━━ INFORMATION SHOWN

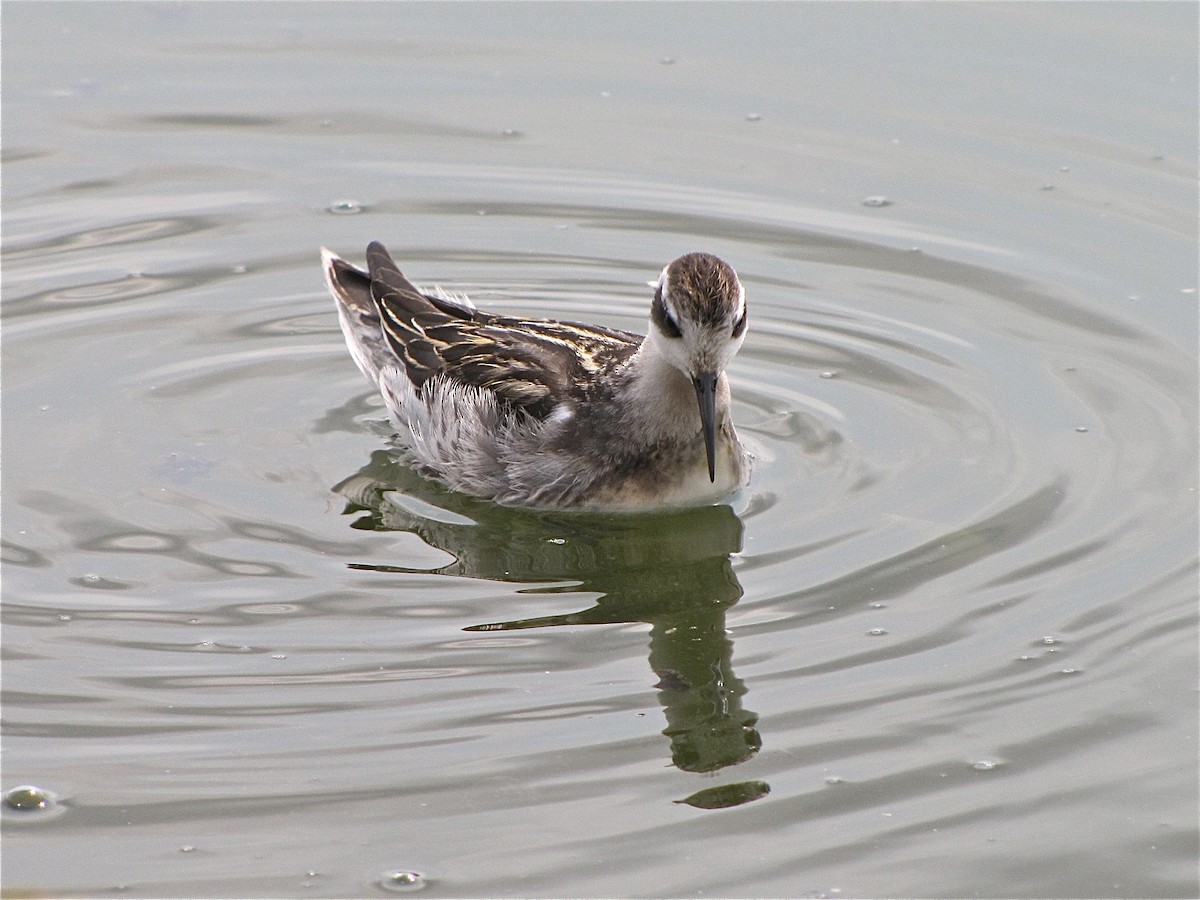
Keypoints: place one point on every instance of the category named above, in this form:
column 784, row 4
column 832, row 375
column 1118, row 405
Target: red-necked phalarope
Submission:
column 556, row 414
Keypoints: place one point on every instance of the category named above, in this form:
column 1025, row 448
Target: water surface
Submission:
column 942, row 646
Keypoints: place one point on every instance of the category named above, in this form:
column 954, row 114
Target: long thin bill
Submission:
column 706, row 394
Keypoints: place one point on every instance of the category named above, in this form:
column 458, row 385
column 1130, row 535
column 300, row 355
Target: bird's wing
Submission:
column 529, row 364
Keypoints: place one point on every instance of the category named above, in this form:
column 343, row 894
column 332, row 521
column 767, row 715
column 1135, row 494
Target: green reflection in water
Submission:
column 670, row 570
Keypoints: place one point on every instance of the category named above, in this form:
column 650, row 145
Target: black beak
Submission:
column 706, row 393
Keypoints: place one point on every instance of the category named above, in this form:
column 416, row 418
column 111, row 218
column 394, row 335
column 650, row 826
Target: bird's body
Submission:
column 556, row 414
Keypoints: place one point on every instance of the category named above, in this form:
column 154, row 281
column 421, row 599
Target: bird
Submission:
column 547, row 414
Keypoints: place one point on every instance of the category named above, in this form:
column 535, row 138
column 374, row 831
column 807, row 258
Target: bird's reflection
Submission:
column 670, row 570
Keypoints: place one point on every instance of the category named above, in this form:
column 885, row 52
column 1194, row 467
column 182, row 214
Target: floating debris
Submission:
column 727, row 795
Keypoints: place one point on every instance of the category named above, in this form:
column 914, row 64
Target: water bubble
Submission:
column 345, row 208
column 29, row 797
column 402, row 881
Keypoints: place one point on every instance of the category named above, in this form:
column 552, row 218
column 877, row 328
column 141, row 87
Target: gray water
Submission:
column 945, row 645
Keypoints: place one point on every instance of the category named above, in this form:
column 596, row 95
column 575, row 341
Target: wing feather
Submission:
column 531, row 364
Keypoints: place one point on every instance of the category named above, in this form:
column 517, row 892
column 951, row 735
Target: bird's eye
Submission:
column 661, row 318
column 739, row 327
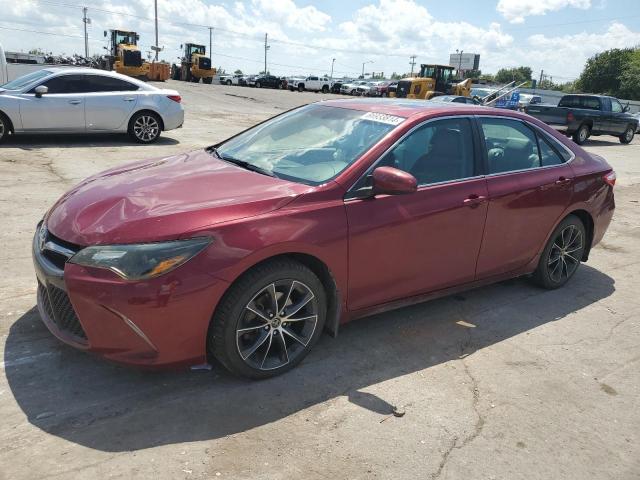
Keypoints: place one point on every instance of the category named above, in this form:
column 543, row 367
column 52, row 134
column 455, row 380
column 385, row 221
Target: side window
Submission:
column 616, row 107
column 548, row 154
column 65, row 84
column 511, row 145
column 439, row 151
column 99, row 83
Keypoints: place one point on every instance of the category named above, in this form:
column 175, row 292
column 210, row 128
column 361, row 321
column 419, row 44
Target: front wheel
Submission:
column 562, row 256
column 145, row 127
column 581, row 135
column 269, row 320
column 627, row 136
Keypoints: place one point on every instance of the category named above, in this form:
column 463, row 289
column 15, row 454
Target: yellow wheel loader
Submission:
column 124, row 56
column 194, row 65
column 433, row 80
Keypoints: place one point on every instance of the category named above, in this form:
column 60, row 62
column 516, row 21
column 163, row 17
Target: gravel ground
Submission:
column 503, row 382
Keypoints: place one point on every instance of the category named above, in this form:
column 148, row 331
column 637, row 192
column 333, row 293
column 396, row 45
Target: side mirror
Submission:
column 392, row 181
column 41, row 90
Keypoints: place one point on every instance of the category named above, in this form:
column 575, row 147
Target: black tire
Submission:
column 5, row 127
column 147, row 119
column 627, row 136
column 568, row 237
column 580, row 136
column 233, row 314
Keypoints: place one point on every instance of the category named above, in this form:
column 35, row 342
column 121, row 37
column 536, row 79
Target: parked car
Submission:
column 315, row 84
column 352, row 88
column 456, row 99
column 226, row 79
column 248, row 250
column 267, row 81
column 379, row 89
column 581, row 116
column 82, row 100
column 528, row 99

━━━━

EXERCISE DETAILS: For this exercise, transcribe the data exactly but without its pictures.

ANSWER TO THIS TASK:
Keypoints: place one point on every instance of the category named above, in this form:
column 784, row 4
column 832, row 375
column 1118, row 405
Target: red-necked phalarope
Submission:
column 556, row 414
Keypoints: place one point on every instance of the category named above, in this form:
column 1025, row 448
Target: water surface
Submission:
column 942, row 646
Keypoints: place one point on every instance of the category named above, in this form:
column 954, row 114
Target: long thin bill
Submission:
column 706, row 394
Keypoints: place one point on every instance of the category named above, in this form:
column 458, row 385
column 1130, row 535
column 300, row 355
Target: bird's wing
Submission:
column 529, row 364
Keypoints: place one point on every instance of the category named above, in this form:
column 343, row 894
column 332, row 521
column 767, row 715
column 1135, row 494
Target: green reflection in water
Submission:
column 670, row 570
Keypoints: place one point on every instance of the category named above, in this form:
column 650, row 145
Target: black beak
Submission:
column 706, row 393
Keypoints: place one point on every instance of the category named above, in this form:
column 416, row 418
column 111, row 218
column 394, row 335
column 650, row 826
Target: bird's body
Submission:
column 556, row 414
Keypoints: place one point on every instance of the category named above, in this form:
column 154, row 281
column 421, row 599
Target: bird
Submission:
column 547, row 414
Keypoints: place one point on every instance of the category named above, in this form:
column 535, row 138
column 374, row 831
column 807, row 258
Target: bird's reflection
Submission:
column 670, row 570
Keypoints: place one point on every instance of the category named above, in this form:
column 885, row 52
column 1194, row 467
column 182, row 214
Target: floating debris
Submission:
column 727, row 795
Keypoints: place one point on every instance of the category named above, in this form:
column 914, row 64
Target: water bubble
Submission:
column 345, row 208
column 29, row 797
column 402, row 881
Keypoints: place one point on every instance of the category named above, in this form:
column 552, row 218
column 877, row 328
column 141, row 87
Target: gray water
Submission:
column 945, row 645
Keypoints: place one point on every instance of the category named above, in this form:
column 596, row 95
column 575, row 341
Target: wing feather
Submission:
column 531, row 364
Keypoints: place one point on every instance of the category named above, in this form:
column 517, row 892
column 951, row 735
Target: bird's eye
Submission:
column 661, row 318
column 739, row 327
Keypoints: place one point on every instance of the category named above, in this form:
column 543, row 367
column 52, row 134
column 455, row 380
column 385, row 221
Target: side window
Submission:
column 616, row 107
column 548, row 154
column 65, row 84
column 511, row 145
column 439, row 151
column 99, row 83
Keypoints: place one point on every instance of the category named above, in this form:
column 175, row 292
column 210, row 128
column 361, row 321
column 419, row 44
Target: front wheel
Submission:
column 562, row 256
column 145, row 127
column 581, row 135
column 269, row 320
column 627, row 136
Keypoints: place one point on every instance of the category named above, in this form:
column 463, row 289
column 15, row 454
Target: yellow wheel loader
Submission:
column 124, row 56
column 194, row 65
column 433, row 80
Keypoints: place one point on every instance of the category named above, in this form:
column 60, row 62
column 516, row 21
column 163, row 17
Target: gravel ground
Submission:
column 503, row 382
Keypoints: place one point on every instance of the category named above, in this form:
column 148, row 331
column 637, row 192
column 333, row 293
column 396, row 45
Target: side mirror
Submission:
column 392, row 181
column 41, row 90
Keypoints: place one point on every instance of the category named above, in this form:
column 575, row 147
Target: black tire
Submission:
column 5, row 127
column 147, row 119
column 627, row 136
column 568, row 237
column 580, row 136
column 233, row 314
Keypoints: place one point on every instance of the category named above, in this form:
column 35, row 342
column 121, row 37
column 536, row 79
Target: parked car
Submission:
column 315, row 84
column 352, row 88
column 456, row 99
column 226, row 79
column 248, row 250
column 267, row 81
column 379, row 89
column 581, row 116
column 82, row 100
column 528, row 99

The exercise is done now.